-- Work instructions --
Your response should be the complete data, transcribed exactly.

-- Dataset excerpts --

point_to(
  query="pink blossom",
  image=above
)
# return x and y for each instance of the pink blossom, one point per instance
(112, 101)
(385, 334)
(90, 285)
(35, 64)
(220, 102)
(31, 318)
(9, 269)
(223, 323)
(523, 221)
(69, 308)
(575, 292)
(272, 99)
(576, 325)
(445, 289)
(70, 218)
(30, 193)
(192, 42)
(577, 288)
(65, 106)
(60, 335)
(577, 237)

-- Response to the exercise --
point_to(
  query="pink blossom",
  image=above
)
# return x and y for each instance of the pink blossom, one point per instance
(112, 101)
(385, 334)
(90, 285)
(35, 64)
(220, 102)
(31, 318)
(9, 269)
(223, 323)
(523, 221)
(69, 308)
(575, 292)
(272, 99)
(576, 325)
(445, 289)
(70, 218)
(30, 193)
(192, 42)
(577, 288)
(65, 106)
(60, 335)
(577, 237)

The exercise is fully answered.